### GIVEN DATA:

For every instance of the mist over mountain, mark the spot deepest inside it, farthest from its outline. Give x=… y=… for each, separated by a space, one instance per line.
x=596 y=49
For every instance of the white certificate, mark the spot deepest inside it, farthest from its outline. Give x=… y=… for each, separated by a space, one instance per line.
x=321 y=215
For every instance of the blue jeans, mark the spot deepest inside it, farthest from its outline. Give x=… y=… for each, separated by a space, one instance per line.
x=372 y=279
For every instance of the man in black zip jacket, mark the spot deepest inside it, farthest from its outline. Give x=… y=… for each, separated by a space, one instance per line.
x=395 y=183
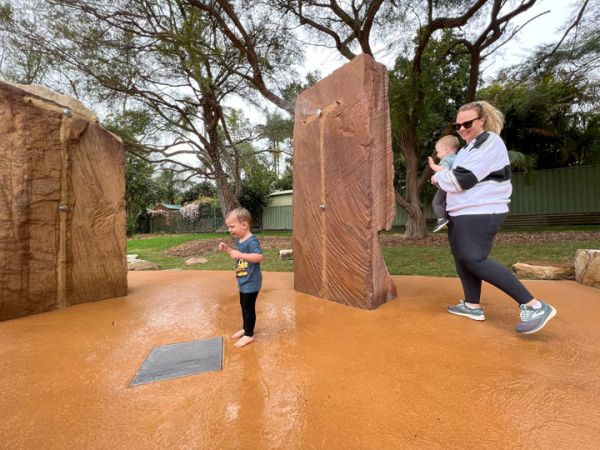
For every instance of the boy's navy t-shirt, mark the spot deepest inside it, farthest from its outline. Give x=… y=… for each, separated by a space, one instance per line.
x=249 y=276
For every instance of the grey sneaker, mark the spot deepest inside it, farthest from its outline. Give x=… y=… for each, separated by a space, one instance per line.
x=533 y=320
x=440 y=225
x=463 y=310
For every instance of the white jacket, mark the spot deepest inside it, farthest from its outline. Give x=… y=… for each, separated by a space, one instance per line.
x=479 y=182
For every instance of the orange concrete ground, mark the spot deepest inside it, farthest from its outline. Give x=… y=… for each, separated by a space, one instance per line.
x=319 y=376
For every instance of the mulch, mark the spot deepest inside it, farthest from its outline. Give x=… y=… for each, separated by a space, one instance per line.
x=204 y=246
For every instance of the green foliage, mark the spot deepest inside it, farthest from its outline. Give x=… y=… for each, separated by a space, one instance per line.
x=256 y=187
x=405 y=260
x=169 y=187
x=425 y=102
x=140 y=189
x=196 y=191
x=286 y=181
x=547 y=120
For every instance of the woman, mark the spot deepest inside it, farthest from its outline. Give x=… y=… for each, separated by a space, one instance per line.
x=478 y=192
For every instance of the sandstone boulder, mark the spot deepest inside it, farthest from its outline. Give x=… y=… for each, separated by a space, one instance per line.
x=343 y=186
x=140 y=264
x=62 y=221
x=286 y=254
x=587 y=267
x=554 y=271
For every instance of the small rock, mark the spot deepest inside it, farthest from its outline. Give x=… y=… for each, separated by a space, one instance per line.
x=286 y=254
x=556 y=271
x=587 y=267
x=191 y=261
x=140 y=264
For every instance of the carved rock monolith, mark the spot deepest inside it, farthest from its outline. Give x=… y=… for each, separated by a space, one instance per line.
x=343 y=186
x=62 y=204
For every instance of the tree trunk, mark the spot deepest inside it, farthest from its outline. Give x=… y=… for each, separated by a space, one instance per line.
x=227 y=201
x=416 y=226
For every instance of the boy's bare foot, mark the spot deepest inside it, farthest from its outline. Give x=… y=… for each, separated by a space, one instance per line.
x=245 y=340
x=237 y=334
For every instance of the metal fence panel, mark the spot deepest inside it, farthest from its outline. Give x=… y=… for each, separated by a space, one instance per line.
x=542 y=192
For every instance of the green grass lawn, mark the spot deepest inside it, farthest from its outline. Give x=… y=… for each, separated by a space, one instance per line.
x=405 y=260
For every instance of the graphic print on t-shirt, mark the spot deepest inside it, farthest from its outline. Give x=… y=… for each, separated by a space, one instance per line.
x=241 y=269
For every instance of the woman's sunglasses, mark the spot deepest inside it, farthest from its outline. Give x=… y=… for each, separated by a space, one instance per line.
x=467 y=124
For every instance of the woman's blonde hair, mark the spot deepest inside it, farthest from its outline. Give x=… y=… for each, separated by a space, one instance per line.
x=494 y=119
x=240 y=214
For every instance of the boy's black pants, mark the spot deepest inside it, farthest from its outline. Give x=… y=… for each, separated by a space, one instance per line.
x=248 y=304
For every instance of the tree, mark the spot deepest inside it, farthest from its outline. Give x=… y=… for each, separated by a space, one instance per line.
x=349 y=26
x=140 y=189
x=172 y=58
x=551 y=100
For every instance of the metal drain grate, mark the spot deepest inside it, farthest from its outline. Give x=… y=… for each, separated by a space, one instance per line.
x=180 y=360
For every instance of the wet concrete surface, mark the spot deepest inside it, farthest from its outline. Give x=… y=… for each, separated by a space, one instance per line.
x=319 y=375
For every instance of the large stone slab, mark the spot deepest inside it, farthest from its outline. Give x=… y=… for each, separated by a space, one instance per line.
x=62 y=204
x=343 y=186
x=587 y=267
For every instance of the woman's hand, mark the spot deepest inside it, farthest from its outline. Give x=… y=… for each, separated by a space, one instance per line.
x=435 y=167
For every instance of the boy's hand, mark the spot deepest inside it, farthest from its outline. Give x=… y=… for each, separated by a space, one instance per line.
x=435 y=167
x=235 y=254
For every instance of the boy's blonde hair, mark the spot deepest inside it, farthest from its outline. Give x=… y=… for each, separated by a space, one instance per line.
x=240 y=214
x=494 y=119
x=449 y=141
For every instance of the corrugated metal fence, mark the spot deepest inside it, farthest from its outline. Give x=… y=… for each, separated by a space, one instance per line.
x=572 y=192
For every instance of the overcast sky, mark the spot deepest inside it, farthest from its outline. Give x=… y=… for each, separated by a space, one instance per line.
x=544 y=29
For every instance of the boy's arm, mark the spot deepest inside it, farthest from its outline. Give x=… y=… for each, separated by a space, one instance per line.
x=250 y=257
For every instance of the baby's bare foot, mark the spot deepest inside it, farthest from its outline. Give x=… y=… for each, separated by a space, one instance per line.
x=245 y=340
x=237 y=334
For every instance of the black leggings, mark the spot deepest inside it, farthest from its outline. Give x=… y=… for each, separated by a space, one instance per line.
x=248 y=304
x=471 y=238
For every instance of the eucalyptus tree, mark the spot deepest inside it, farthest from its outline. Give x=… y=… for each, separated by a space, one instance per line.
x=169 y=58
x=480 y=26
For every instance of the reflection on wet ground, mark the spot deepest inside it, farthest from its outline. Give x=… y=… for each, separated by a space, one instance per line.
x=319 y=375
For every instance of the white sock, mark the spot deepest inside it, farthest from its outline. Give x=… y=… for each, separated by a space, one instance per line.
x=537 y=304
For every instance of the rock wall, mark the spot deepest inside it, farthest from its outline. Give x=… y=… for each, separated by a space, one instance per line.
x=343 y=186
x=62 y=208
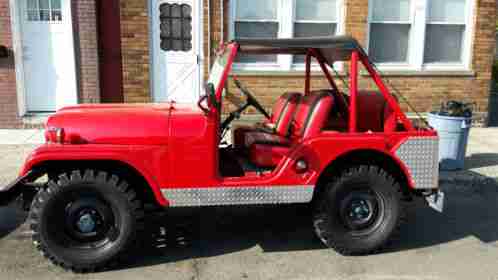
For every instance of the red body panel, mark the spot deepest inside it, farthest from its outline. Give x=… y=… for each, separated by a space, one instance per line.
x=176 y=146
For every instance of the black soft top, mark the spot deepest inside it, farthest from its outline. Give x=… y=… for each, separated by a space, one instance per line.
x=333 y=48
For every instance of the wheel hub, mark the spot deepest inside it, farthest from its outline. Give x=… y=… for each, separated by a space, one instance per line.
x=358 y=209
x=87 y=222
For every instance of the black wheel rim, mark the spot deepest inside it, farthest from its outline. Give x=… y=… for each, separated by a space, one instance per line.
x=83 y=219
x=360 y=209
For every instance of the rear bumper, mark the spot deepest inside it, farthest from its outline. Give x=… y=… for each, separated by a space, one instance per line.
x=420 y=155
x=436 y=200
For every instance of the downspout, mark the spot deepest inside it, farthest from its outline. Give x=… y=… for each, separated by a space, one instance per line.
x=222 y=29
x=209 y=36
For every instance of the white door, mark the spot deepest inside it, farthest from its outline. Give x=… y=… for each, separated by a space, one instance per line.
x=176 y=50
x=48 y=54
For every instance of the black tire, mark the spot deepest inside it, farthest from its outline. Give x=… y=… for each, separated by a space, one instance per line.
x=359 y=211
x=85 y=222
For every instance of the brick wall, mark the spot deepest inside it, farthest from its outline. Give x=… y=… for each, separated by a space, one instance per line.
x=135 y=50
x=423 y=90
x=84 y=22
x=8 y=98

### GIVEN REQUEST:
Reproduce every line of the records above verbatim, from the first record to the last, including each answer coordinate. Leave out the picture placeholders.

### ANSWER TO THIS TASK:
For every instance of the mist over mountain, mark the spot deepest inside it, farthest from its outline. Give x=… y=… for each, separated by a space, one instance per line.
x=596 y=49
For every instance of the white certificate, mark the spot deepest inside it, farthest from its outline. Give x=… y=… for each, separated by a space, one instance per line.
x=321 y=215
For every instance of the blue jeans, mark the spot deepest inside it, farthest from its outline. Give x=… y=… for each, separated by a space, one instance per line.
x=372 y=279
For every instance of the man in black zip jacket, mark the spot deepest inside it, farthest from its outline. Give x=… y=… for each, separated by a space, one instance per line.
x=395 y=183
For every instance of the boy's navy t-shirt, mark the spot deepest inside it, farthest from its outline. Give x=… y=… for each, separated by a space, one instance per line.
x=249 y=276
For every instance of the grey sneaker, mark the spot deepest inside it, farthest from its outline. Give x=… y=… for each, separated by a space, one instance per line.
x=533 y=320
x=440 y=225
x=463 y=310
For every instance of the white jacket, mark the spot deepest inside it, farthest from its outline. Give x=… y=… for each, separated by a space, one instance per line.
x=479 y=182
For every instance of the orange concrete ground, mark the spot deepest inside it, farthest from its outline. Give x=… y=… for each, separated by a space, one instance per line.
x=319 y=376
For every instance of the mulch, mark the spot deepest inside it, farthest from its outline. Give x=… y=… for each, separated by a space, one instance per line.
x=204 y=246
For every instance of the green foliage, mark the spot deepest inside it, farthest from its outline. Give x=… y=… for each, separated by a space, one instance per line.
x=256 y=187
x=405 y=260
x=169 y=187
x=425 y=102
x=140 y=189
x=196 y=191
x=286 y=181
x=547 y=120
For every instance of the woman, mark the spot deepest inside it, farthest from its outline. Give x=… y=… for each, separated by a space, one instance per line.
x=478 y=192
For every instance of the sandstone boulder, mark the spot deepest inside it, farthest from its outline. Give x=… y=… for each, separated by a space, one instance per line.
x=343 y=186
x=140 y=264
x=62 y=221
x=286 y=254
x=587 y=267
x=554 y=271
For every instance of the small rock, mark the spot deepest inside it, farthest from its outline. Give x=… y=… for each, separated by a space, one instance per line.
x=286 y=254
x=556 y=271
x=587 y=267
x=191 y=261
x=140 y=264
For every instance of the carved rock monolith, mark the spot deepest inside it, farthest from its outline. Give x=… y=… for each, separated by a space, one instance per line.
x=343 y=186
x=62 y=204
For every instance of the tree trunk, mark the spot deepest inside it, farthest from its outline. Give x=… y=… for each, separated by a space, one instance per line.
x=227 y=201
x=416 y=226
For every instance of the boy's bare foot, mark the spot deepest inside it, farthest from its outline. Give x=… y=… for each, separated by a space, one instance per line.
x=245 y=340
x=237 y=334
For every instance of the metal fence panel, mark the spot deepest inside it, farthest from its outline. Give x=… y=… for each, separated by a space, one instance per line.
x=542 y=192
For every instance of the green grass lawn, mark the spot deepest inside it, farthest from its outline. Give x=… y=… for each, separated by a space, one instance per line.
x=405 y=260
For every instance of the graphic print on t-shirt, mark the spot deepest inside it, farthest from its outline. Give x=… y=… for each, separated by a space, one instance per line.
x=241 y=269
For every instance of the woman's sunglasses, mark the spot deepest inside it, farthest from its outline. Give x=… y=… for each, separated by a space, one instance per line.
x=467 y=124
For every instance of the woman's blonde hair, mark the spot deepest inside it, farthest from its outline. Give x=… y=… for each, separated by a space, one instance per line.
x=494 y=119
x=240 y=214
For every instance of the boy's black pants, mark the spot deepest inside it, farthest from its outline. Give x=… y=… for each, separated by a space, one instance per line.
x=248 y=304
For every instance of the tree, mark the spot deepest inside it, farthest from its outline. Give x=… y=… for each, separated by a space, one instance per line.
x=349 y=26
x=140 y=189
x=172 y=58
x=551 y=100
For every instance of the metal drain grate, mark the spot deepest inside it, farthest from its outline. Give x=… y=… for each, separated by a space, one instance per line.
x=180 y=360
For every instance of the wet concrete surface, mark the spot deepest inside it, farthest from its outline. Give x=… y=… for each, separated by a space, one instance per line.
x=319 y=375
For every instance of the large stone slab, mark the spot deepest inside it, farthest from its outline. Give x=… y=… for each, separated by a space, one instance per line.
x=62 y=204
x=343 y=186
x=587 y=267
For every instance of the woman's hand, mark the spot deepest inside it, farthest from its outline. Give x=… y=… for each, separated by a space, one instance per line.
x=435 y=167
For every instance of the boy's hand, mark the spot deepest inside it, farthest from its outline. Give x=… y=… for each, separated by a space, one instance per line.
x=435 y=167
x=235 y=254
For every instance of the boy's blonde hair, mark the spot deepest inside it, farthest from its outline. Give x=… y=… for each, separated by a space, one instance per line.
x=240 y=214
x=494 y=119
x=449 y=141
For every instance of the corrugated metal fence, mark the spot deepest inside it, farthest from its outline. Give x=… y=… for each, separated by a space, one instance per line.
x=572 y=192
For every instance of the overcast sky, mark the spot deepest inside it, farthest from its outline. Give x=… y=… for each, separated by a space, one instance per line.
x=544 y=29
For every instance of the boy's arm, mark the spot deepest inside it, farthest from its outline. Give x=… y=… for each, separated by a space, one instance per line.
x=250 y=257
For every instance of the baby's bare foot, mark the spot deepest inside it, farthest from its outline. Give x=… y=… for each, separated by a space, one instance per line.
x=245 y=340
x=237 y=334
For every instance of the black leggings, mark the spot deepest inside it, farthest from its outline. Give x=… y=… for each, separated by a space, one instance per line.
x=248 y=304
x=471 y=238
For every instance of the eucalyptus tree, mark the spot deepest inside it, farthest from its outline. Give x=… y=… for each, separated by a space, one instance per line.
x=169 y=58
x=480 y=26
For every instance of the reflection on wet ground, mark the spot deepest inside it, farthest from its outline. Give x=… y=… for each, separated by a space, one instance per line.
x=319 y=375
For every instance of the white sock, mark the spot deepest inside it, farthest from its outline. Give x=… y=… for each, separated by a space, one instance per line.
x=537 y=304
For every instance of the rock wall, mark the spot deepest inside it, farthest from its outline. Give x=… y=… for each, separated by a space, one instance per line.
x=343 y=186
x=62 y=208
For every instance of the red body panel, mark the spot deepest inside it, farthest from its outline. Give x=… y=… for each, separated by a space, one instance per line.
x=176 y=146
For every instance of the black soft top, mark the spot deepest inside it, farthest from its outline. Give x=… y=… for each, separated by a space, one instance per line.
x=333 y=48
For every instance of the wheel hub, mark the spot deepest inside it, farthest from its outline. Give x=… y=… for each, separated by a space, one instance per line.
x=358 y=209
x=87 y=222
For every instance of the black wheel rim, mark the spot deepest inside it, farthest from its outline. Give x=… y=… for each, separated by a space, one instance per line.
x=83 y=219
x=360 y=209
For every instance of the rear bumper, mark the spot deepest inside it, farthest from its outline. Give x=… y=… for each, separated by a space, one instance per line.
x=420 y=155
x=436 y=200
For every instance of the downspout, mark the spot deepest inside it, farthest from its outline. Give x=… y=… for each, separated by a space, one instance per line.
x=222 y=29
x=209 y=36
For every instance of the white door, mark the spot deepest inside it, farthest from its outline. Give x=… y=… for each, separated by a space, one instance per line.
x=176 y=50
x=48 y=54
For every instance of the black tire, mark the spot deepest inside it, farthest from its outline. Give x=… y=… for each, separated by a space, one instance per line.
x=359 y=211
x=85 y=222
For every instance of the brick wall, mark the spot deepest inside it, farthest from its outline. Give x=… y=… for each, separated by a space, one instance per line.
x=135 y=50
x=423 y=90
x=84 y=22
x=8 y=98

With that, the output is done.